Look for the word "target" in the material below, then report each line where it occurs.

MATERIAL FOR THIS TASK ->
_ _ _ _ _

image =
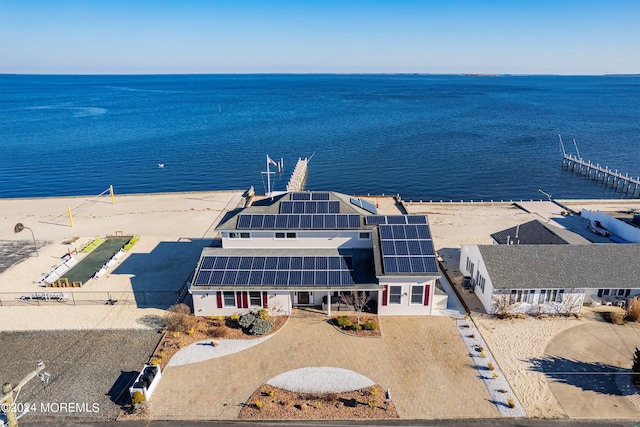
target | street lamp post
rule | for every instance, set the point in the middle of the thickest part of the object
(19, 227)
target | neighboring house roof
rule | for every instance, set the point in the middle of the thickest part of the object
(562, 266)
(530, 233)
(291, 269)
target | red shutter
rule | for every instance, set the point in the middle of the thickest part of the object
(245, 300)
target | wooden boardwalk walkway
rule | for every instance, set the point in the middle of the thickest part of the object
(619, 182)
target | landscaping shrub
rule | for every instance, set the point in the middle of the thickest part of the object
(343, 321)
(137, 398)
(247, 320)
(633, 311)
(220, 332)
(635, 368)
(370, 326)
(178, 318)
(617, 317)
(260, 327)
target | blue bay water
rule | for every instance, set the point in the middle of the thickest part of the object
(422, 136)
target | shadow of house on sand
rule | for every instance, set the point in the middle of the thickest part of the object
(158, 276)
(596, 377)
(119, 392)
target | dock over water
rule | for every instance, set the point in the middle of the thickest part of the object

_ _ _ _ _

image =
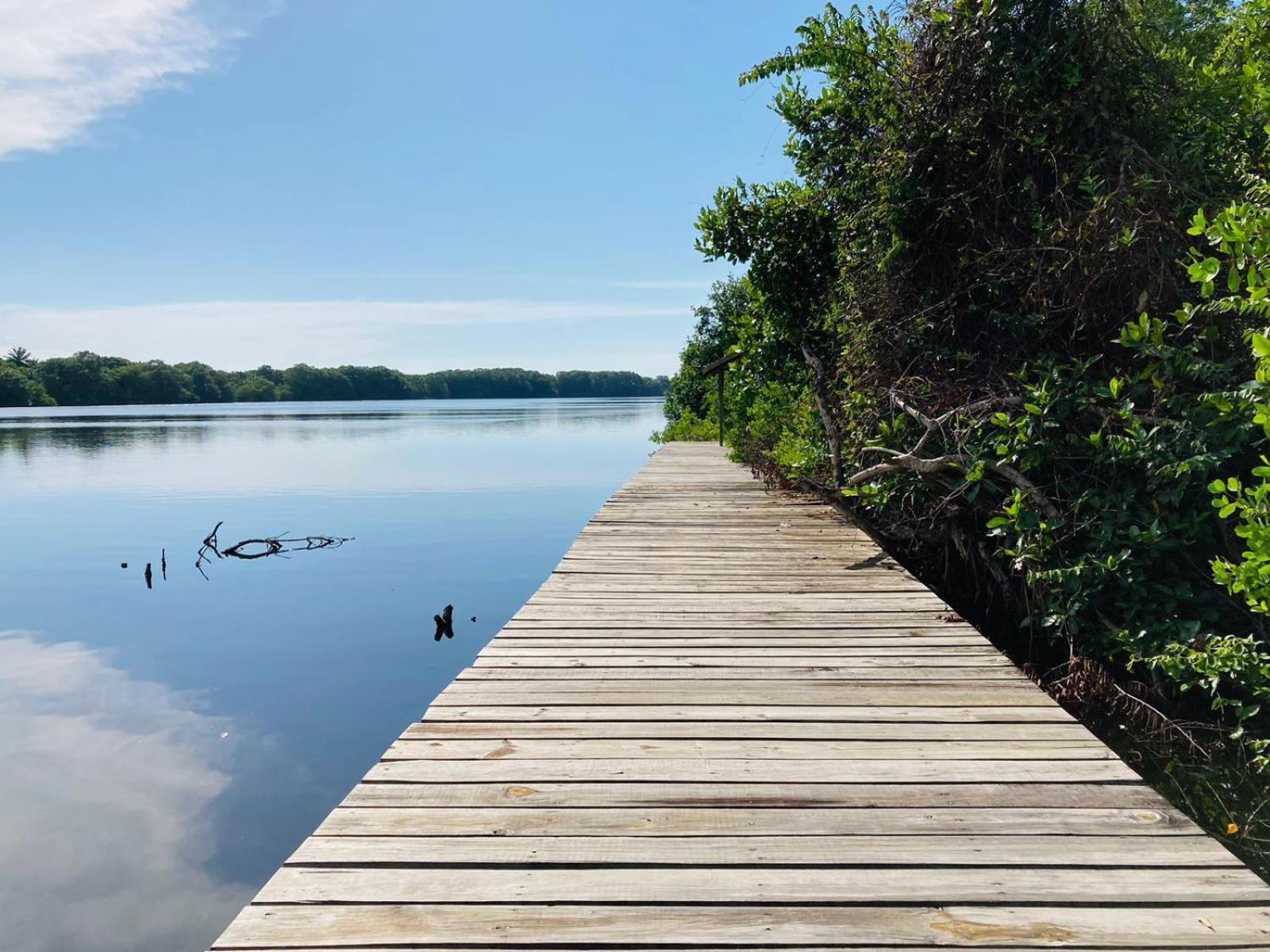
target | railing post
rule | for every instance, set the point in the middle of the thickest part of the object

_ _ _ _ _

YOUR RESPONSE ->
target | street lamp post
target | neighboring house roof
target | red shutter
target | wooden boardwalk walkway
target | landscaping shrub
target | blue bay water
target | shadow of house on sand
target | dock over water
target | railing post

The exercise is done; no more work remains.